Parts of the exercise:
- 1) Which countries does the excerpt on open data name?
- 2) Write the next part of the excerpt on open data, starting after its final sentence.

We need to unpack the definition of open data.

Open data is generally presented as a package with a formal definition. Open data is data that is proactively published, in machine-readable formats, and under open licenses. Without all of these: there isn’t open data. Yet, ODDC participants have been highlighting how the relative importance of these criteria varies from country to country. In Sierra Leone, for example, machine-readable formats might be argued to be less important right now than proactive publication, as for many datasets the authoritative copy may well be the copy on paper. In India, Nigeria or Brazil, the question of licensing may by mute: as it is either assumed that government data is free to re-use, regardless or explicit statements, or local data re-users may be unconcerned with violating licenses, based on a rational expectation that no-one will come after them.

Now – this is not to say that the Open Definition should be abandoned, but we should be critically aware of it’s primary strength: it helps to create a global open data commons, and to deliver on a vision of ‘Frictionless data’. Open data of this form is easier to access ‘top down’, and can more easily be incorporated into panopticon-like development dashboards, but the actual impact on ‘bottom up’ re-use may be minimal. Unless actors in a developing country are equipped with the skills and capacities to draw on this global commons, and to overcome other local ‘frictions’ to re-using data effectively, the direct ROI on the extra effort to meet a pure open definition might not accrue to those putting the effort in: and a dogmatic focus on strict definitions might even in some cases slow down the process of making data relatively more accessible. Understanding the trade offs here requires more research and analysis – but the point at least is made that there can be differences of emphasis in opening data, and these prioritise different potential users.

Supply is weak, but so is demand.

Talking at the Philippines Good Governance Summit a few weeks ago, Michael Canares presented findings from his research into how the local government Full Disclosure Policy (FDP) is affecting both ‘duty bearers’ responsible for supplying information on local budgets, projects, spend and so-on, and ‘claim holders’ – citizens and their associations who seek to secure good services from government. A major finding has been that, with publishers being in ‘compliance mode’, putting required information but in accessible formats, citizen groups articulated very little demand for online access to Full Disclosure Policy information. Awareness that the information was available was low, interest in the particular data published was low (that is, information made available did not match with any specific demand), and where citizen groups were accessing the data they often found they did not have the knowledge to make sense of or use it. The most viewed and download documents garnered no more than 43 visits in the period surveyed.

In open data, as we remove the formal or technical barriers to data re-use that come from licenses and non-standard formats, we encounter the informal hurdles, roadblocks and thickets that lay behind them. And even as those new barriers are removed through capacity building and intermediation, we may find that they were not necessarily holding back a tide of latent demand – but were rather theoretical barriers in the way of a progressive vision of an engaged citizenry and innovative public service provision. Beyond simply calling for the removal of barriers, this vision needs to be elaborated – whether through the designs of civic leaders, or through the distributed actions of a broad range of social activists and entrepreneurs. And the tricky challenge of culture change – changing expectations of who is, and can be, empowered – needs to be brought to the fore.

Innovative intermediation is about more than visualisation.

Early open data portals listed datasets. Then they started listing third party apps. Now, many profile interactive visualisations built with data, or provide visualisation tools. Apps and infographics have become the main thing people think of when it comes to ‘intermediaries’ making open data accessible. Yet, if you look at how information flows on the ground in developing countries, mobile messaging, community radio, notice boards, churches and chiefs centres are much more likely to come up as key sites of engagement with public information.

Provided material:
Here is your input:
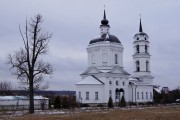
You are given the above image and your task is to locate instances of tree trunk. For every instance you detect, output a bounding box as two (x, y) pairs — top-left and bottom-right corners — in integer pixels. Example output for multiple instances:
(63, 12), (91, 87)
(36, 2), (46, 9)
(29, 78), (34, 114)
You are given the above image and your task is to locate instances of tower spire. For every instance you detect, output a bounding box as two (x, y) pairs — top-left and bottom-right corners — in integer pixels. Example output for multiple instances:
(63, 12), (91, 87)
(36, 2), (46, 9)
(139, 18), (143, 32)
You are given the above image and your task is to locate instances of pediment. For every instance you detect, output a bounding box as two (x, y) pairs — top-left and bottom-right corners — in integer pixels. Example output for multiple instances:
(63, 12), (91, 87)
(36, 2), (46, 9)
(81, 67), (101, 75)
(109, 66), (130, 75)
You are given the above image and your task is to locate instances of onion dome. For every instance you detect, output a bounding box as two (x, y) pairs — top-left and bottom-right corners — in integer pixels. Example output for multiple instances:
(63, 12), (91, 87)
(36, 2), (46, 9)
(134, 19), (148, 37)
(89, 34), (121, 44)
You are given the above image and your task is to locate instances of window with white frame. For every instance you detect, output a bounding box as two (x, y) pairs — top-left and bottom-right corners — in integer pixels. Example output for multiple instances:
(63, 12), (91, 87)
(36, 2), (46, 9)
(86, 92), (89, 100)
(116, 81), (119, 86)
(114, 54), (118, 64)
(146, 61), (149, 72)
(95, 92), (99, 100)
(146, 92), (148, 99)
(109, 80), (112, 85)
(137, 92), (139, 100)
(79, 91), (81, 100)
(109, 90), (112, 98)
(122, 81), (125, 86)
(150, 92), (153, 99)
(136, 45), (139, 53)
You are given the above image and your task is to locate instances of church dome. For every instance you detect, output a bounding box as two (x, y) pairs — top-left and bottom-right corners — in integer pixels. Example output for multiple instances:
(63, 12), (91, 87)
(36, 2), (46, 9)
(134, 32), (148, 37)
(89, 34), (121, 44)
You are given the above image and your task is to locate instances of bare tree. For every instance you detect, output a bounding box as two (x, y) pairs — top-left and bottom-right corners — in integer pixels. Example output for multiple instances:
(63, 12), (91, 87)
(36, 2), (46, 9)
(8, 14), (53, 113)
(0, 81), (12, 91)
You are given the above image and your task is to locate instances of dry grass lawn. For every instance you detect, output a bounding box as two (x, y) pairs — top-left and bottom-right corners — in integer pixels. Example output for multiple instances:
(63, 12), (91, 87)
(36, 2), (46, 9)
(0, 105), (180, 120)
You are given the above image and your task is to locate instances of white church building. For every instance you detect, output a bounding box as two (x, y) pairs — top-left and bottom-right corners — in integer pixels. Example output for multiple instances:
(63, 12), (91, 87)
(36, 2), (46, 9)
(76, 10), (154, 104)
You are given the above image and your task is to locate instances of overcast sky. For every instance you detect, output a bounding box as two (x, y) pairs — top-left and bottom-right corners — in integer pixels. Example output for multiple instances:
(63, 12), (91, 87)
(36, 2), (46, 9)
(0, 0), (180, 90)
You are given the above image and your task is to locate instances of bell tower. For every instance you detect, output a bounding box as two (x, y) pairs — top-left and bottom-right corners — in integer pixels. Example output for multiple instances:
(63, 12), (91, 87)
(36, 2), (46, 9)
(133, 19), (152, 83)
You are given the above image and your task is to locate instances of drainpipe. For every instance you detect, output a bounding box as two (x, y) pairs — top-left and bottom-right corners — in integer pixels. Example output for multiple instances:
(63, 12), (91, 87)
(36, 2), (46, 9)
(131, 83), (133, 102)
(135, 85), (137, 103)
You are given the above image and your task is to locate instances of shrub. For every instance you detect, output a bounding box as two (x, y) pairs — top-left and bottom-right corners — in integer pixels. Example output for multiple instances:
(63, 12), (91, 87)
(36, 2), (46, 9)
(54, 96), (62, 109)
(108, 96), (114, 108)
(118, 95), (126, 107)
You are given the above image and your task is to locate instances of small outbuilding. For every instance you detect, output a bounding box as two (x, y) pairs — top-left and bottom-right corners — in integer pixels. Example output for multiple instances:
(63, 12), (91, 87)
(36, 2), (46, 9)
(0, 96), (49, 110)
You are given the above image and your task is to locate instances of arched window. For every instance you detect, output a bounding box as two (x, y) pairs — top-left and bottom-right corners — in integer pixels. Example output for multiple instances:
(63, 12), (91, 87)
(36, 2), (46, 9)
(114, 54), (118, 64)
(136, 45), (139, 53)
(136, 60), (140, 72)
(146, 61), (149, 72)
(145, 45), (148, 53)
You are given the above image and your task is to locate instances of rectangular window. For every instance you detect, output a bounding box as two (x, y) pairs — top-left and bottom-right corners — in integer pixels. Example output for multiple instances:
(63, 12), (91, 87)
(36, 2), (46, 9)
(86, 92), (89, 100)
(95, 92), (98, 100)
(79, 91), (81, 100)
(109, 90), (112, 98)
(146, 92), (148, 99)
(150, 92), (153, 99)
(141, 92), (144, 99)
(137, 92), (139, 100)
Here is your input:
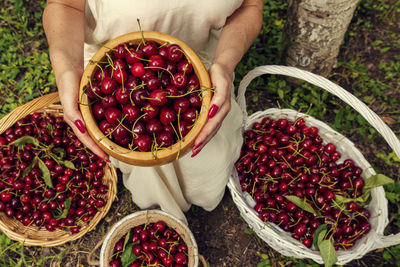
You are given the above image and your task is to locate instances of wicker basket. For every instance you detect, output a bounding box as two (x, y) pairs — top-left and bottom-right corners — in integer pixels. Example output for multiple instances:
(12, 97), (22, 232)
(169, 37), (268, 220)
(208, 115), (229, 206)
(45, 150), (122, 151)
(100, 210), (207, 267)
(80, 31), (211, 166)
(0, 93), (117, 247)
(228, 66), (400, 265)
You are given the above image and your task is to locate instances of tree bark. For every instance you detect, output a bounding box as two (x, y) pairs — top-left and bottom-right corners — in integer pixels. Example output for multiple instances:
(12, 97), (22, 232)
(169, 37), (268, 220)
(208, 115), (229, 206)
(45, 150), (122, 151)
(284, 0), (359, 76)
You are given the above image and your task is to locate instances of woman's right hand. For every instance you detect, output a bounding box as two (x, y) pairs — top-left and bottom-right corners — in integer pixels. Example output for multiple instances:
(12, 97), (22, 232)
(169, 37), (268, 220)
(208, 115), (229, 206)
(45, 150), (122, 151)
(58, 70), (109, 162)
(43, 0), (109, 161)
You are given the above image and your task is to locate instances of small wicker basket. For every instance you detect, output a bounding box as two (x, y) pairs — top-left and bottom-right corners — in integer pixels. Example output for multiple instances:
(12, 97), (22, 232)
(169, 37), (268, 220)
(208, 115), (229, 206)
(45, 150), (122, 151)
(228, 65), (400, 265)
(0, 93), (117, 247)
(100, 210), (207, 267)
(80, 31), (212, 166)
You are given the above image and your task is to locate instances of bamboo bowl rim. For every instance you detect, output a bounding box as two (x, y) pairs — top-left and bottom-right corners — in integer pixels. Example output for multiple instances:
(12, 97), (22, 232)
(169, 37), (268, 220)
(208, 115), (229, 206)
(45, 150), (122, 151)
(79, 31), (212, 166)
(0, 101), (117, 247)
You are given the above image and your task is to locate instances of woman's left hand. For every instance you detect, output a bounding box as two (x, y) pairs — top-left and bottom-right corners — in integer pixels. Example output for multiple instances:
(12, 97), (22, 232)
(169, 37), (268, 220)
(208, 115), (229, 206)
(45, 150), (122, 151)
(192, 63), (233, 157)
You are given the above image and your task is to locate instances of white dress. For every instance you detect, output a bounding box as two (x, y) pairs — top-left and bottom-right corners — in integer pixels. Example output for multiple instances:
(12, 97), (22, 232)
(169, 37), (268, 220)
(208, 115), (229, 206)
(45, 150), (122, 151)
(85, 0), (243, 223)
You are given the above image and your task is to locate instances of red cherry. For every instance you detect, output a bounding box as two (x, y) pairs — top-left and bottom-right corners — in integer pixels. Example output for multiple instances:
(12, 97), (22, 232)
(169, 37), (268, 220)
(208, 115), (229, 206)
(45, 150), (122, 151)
(101, 77), (117, 95)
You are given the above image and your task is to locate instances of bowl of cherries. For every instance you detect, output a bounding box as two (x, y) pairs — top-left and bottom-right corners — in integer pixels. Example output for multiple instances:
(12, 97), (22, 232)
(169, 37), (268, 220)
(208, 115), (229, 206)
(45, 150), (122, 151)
(100, 210), (200, 267)
(80, 31), (212, 166)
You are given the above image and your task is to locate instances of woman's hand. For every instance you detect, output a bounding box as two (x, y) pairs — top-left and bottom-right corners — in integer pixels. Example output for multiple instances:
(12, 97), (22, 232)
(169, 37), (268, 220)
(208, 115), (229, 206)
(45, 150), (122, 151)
(43, 0), (108, 161)
(192, 63), (233, 157)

Results of the exercise:
- 1) Sierra Leone, India, Nigeria, Brazil, the Philippines

- 2)
What might open data capacity building look like if we started with these intermediaries, and only brought technology in to improve the flow of data where that was needed? What does data need to be shaped like to enable these intermediaries to act with it? And how do the interests of these intermediaries, and the constituencies they serve, affect what will happen with open data? All these are questions we need to dig into further.

Summary

I said in the opening that this would be a presentation of critical reflections. It is important to emphasise that none of this constitutes an argument against open data. The idea that government data should be accessible to citizens retains its strong intrinsic appeal. Rather, in offering some critical remarks, I hope this can help us to consider different directions open data for development can take as it matures, and that ultimately we can move more firmly towards securing impacts from the important open data efforts so many parties are undertaking.

Joined Up Philanthropy data standards: seeking simplicity, and depth

[Summary: technical notes on work in progress for the Open Philanthropy data standard]

I’m currently working on sketching out a alpha version of a data standard for the Open Philanthropy project(soon to be 360giving). Based on work Pete Bass has done analysing the supply of data from trusts and foundations, a workshop on demand for the data, and a lot of time spent looking at existing standards at the content layer (eGrant/hGrantIATISchema.orgGML etc) and deeper technical layers (CSV, SDFXMLRDF,JSONJSON-Schema and JSON-LD), I’m getting closer to having a draft proposal. But – ahead of that – and spurred on by discussions at the Berkman Center this afternoon about the role of blogging in helping in the idea-formation process, here’s a rough outline of where it might be heading. (What follows is ‘thinking aloud’ from my work in progress, and does not represent any set views of the Open Philanthropy project)

Building Blocks: Core data plus

Joined Up Data Components

There are lots of things that different people might want to know about philanthropic giving, from where money is going, to detailed information on the location of grant beneficiaries, information on the grant-making process, and results information. However, few trusts and foundations have all this information to hand, and very few are likely to have it in a single system such that creating an single open data file covering all these different areas of the funding process would be an easy task. And if presented with a massive spreadsheet with 100s of columns to fill in, many potential data publishers are liable to be put off by the complexity. We need a simple starting point for new publishers of data, and a way for those who want to say more about their giving to share deeper and more detailed information.

The approach to that should be a modular, rather than monolithic standard: based on common building blocks. Indeed, in line with the Joined Up Data efforts initiated by Development Initiatives, many of these building blocks may be common across different data standards.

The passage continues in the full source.